= Exercise objective =
Please reproduce the data starting at the line "Mark the large boulder with a point." and ending at the last line of the data, keeping every line, and scale each coordinate in the answers by 0.95, rounding to whole numbers with halves going up.

* start Data for processing *

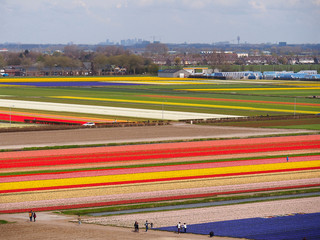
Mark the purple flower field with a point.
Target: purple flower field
(69, 84)
(293, 227)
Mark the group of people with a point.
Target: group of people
(181, 227)
(32, 215)
(136, 226)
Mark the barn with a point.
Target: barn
(173, 73)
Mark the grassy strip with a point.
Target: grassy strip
(149, 142)
(155, 164)
(185, 202)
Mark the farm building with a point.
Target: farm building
(173, 73)
(199, 70)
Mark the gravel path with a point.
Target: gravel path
(178, 131)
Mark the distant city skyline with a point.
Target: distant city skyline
(167, 21)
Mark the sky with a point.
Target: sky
(167, 21)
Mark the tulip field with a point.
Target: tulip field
(208, 98)
(115, 175)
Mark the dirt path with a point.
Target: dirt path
(178, 131)
(52, 226)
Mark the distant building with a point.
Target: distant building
(173, 73)
(198, 70)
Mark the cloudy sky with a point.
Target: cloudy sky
(168, 21)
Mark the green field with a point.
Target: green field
(234, 97)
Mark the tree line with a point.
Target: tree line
(104, 58)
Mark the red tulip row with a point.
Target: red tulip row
(21, 118)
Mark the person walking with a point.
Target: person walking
(34, 216)
(136, 226)
(179, 227)
(30, 215)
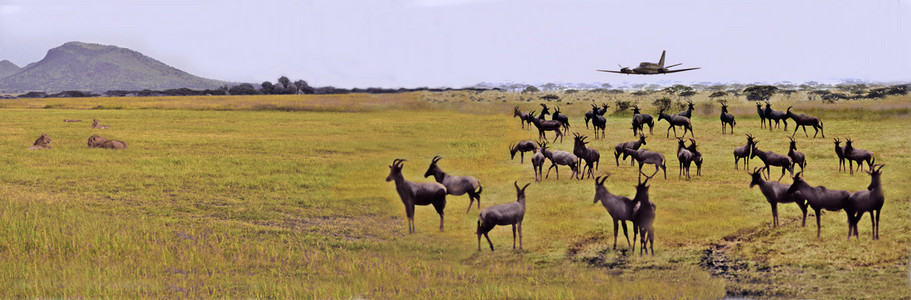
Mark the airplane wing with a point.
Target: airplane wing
(609, 71)
(681, 70)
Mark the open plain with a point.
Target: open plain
(283, 196)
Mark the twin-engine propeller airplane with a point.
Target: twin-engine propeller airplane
(648, 68)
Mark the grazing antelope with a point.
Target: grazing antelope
(456, 185)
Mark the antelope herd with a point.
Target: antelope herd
(584, 160)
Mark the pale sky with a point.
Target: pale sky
(456, 43)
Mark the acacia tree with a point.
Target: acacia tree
(760, 92)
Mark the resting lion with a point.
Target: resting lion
(96, 141)
(43, 142)
(95, 125)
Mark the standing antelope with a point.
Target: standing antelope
(557, 116)
(869, 200)
(796, 157)
(504, 214)
(648, 157)
(744, 152)
(640, 119)
(853, 155)
(644, 216)
(775, 115)
(620, 208)
(840, 152)
(547, 125)
(522, 116)
(558, 157)
(803, 121)
(522, 147)
(618, 150)
(416, 193)
(688, 113)
(456, 185)
(685, 158)
(820, 198)
(675, 121)
(591, 156)
(770, 158)
(537, 161)
(726, 118)
(595, 111)
(776, 192)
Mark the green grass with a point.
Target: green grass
(283, 196)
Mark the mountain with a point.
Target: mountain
(99, 68)
(7, 68)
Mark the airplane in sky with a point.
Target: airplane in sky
(649, 68)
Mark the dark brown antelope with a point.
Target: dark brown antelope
(591, 156)
(859, 156)
(619, 208)
(675, 121)
(803, 121)
(537, 161)
(595, 111)
(644, 216)
(726, 118)
(639, 120)
(648, 157)
(685, 158)
(521, 148)
(761, 113)
(504, 214)
(775, 115)
(870, 200)
(634, 145)
(820, 198)
(770, 158)
(416, 193)
(840, 152)
(776, 192)
(456, 185)
(744, 152)
(796, 157)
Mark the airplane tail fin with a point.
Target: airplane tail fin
(661, 62)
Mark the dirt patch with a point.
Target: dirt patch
(744, 278)
(595, 251)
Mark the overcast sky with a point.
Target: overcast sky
(412, 43)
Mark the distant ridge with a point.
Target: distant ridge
(98, 68)
(8, 68)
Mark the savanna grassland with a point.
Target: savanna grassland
(284, 196)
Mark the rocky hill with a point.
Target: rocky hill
(98, 68)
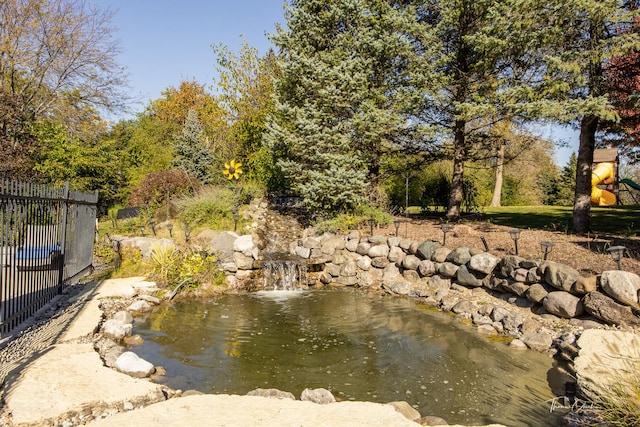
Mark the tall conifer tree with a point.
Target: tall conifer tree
(191, 152)
(338, 97)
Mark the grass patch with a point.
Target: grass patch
(621, 220)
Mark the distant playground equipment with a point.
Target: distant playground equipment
(605, 183)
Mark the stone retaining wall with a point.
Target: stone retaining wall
(442, 277)
(428, 270)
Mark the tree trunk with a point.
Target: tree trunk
(497, 189)
(455, 198)
(582, 200)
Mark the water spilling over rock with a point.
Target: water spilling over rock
(283, 272)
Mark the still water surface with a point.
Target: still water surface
(360, 346)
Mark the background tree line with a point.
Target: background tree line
(383, 103)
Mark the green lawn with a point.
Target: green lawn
(621, 220)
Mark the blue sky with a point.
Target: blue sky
(165, 42)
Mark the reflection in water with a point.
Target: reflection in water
(360, 346)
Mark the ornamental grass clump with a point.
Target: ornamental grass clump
(170, 267)
(163, 261)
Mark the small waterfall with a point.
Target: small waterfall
(284, 274)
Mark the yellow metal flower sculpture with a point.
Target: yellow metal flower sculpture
(232, 170)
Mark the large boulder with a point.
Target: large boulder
(560, 276)
(563, 304)
(483, 262)
(467, 278)
(332, 244)
(426, 250)
(321, 396)
(584, 285)
(116, 329)
(129, 363)
(411, 262)
(447, 269)
(536, 293)
(459, 256)
(538, 341)
(622, 286)
(378, 251)
(606, 309)
(246, 246)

* end Data for processing *

= Answer to this problem =
Mark the large boulder with a point.
Target: large boulder
(532, 262)
(535, 289)
(459, 249)
(444, 264)
(315, 232)
(405, 238)
(305, 376)
(555, 271)
(110, 313)
(123, 345)
(390, 249)
(425, 256)
(509, 278)
(436, 243)
(511, 324)
(591, 272)
(359, 238)
(576, 294)
(234, 234)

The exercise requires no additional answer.